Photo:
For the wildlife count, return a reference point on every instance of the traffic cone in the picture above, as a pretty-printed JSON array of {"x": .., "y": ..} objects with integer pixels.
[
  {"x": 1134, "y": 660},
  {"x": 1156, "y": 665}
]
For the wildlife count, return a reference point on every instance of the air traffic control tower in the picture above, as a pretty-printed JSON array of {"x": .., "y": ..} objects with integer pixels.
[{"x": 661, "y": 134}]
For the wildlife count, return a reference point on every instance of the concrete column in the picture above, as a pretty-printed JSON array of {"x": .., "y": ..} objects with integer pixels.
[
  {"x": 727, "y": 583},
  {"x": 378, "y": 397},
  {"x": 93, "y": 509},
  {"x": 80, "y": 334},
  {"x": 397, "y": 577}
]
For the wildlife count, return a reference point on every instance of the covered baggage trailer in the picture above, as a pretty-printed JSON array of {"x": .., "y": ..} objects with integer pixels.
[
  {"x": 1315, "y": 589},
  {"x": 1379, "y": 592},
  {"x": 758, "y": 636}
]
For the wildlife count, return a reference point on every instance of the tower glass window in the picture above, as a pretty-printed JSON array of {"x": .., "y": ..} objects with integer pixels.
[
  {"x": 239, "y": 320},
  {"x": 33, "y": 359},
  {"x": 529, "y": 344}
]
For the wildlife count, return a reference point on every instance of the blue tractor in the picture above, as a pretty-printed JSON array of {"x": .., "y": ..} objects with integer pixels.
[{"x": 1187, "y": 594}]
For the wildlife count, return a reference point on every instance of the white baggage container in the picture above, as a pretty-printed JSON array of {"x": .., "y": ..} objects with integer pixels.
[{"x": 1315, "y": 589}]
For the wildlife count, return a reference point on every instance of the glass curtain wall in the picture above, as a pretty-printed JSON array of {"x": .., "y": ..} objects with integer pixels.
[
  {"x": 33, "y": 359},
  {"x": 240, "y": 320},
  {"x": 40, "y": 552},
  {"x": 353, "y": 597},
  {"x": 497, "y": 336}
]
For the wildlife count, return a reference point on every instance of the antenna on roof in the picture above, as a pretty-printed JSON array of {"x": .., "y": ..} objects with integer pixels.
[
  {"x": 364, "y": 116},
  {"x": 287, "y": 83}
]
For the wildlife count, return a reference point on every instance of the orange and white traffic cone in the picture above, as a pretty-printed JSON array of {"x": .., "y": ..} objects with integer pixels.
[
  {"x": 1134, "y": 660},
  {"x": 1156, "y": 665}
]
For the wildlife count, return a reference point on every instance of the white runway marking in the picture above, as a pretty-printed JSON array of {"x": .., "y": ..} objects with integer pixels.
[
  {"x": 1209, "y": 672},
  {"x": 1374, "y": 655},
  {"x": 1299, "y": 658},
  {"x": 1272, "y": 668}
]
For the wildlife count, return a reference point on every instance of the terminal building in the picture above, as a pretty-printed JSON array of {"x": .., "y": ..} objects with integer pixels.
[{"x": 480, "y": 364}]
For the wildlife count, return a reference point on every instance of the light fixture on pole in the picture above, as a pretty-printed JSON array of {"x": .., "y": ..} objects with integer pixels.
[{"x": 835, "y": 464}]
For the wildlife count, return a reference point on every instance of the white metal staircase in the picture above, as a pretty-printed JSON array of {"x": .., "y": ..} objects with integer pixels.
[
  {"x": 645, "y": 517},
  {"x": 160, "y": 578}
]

=====

TASK = Put the lines of the listing above, from the line containing "of the light" through the end, into a JSON list of strings with one string per line, leaving out blank lines.

REPLY =
[
  "For the wildlife count, return a reference point on every instance of the light fixture on pole in the picture above, as a pretty-printed JSON array of {\"x\": .., \"y\": ..} objects with integer pixels.",
  "[{\"x\": 835, \"y\": 464}]",
  "For the wildlife count, return a reference point on every instance of the white metal staircase in the picture above, as a pretty-printed JSON array of {\"x\": .., \"y\": ..} objects with integer pixels.",
  "[",
  "  {\"x\": 645, \"y\": 517},",
  "  {\"x\": 160, \"y\": 578}",
  "]"
]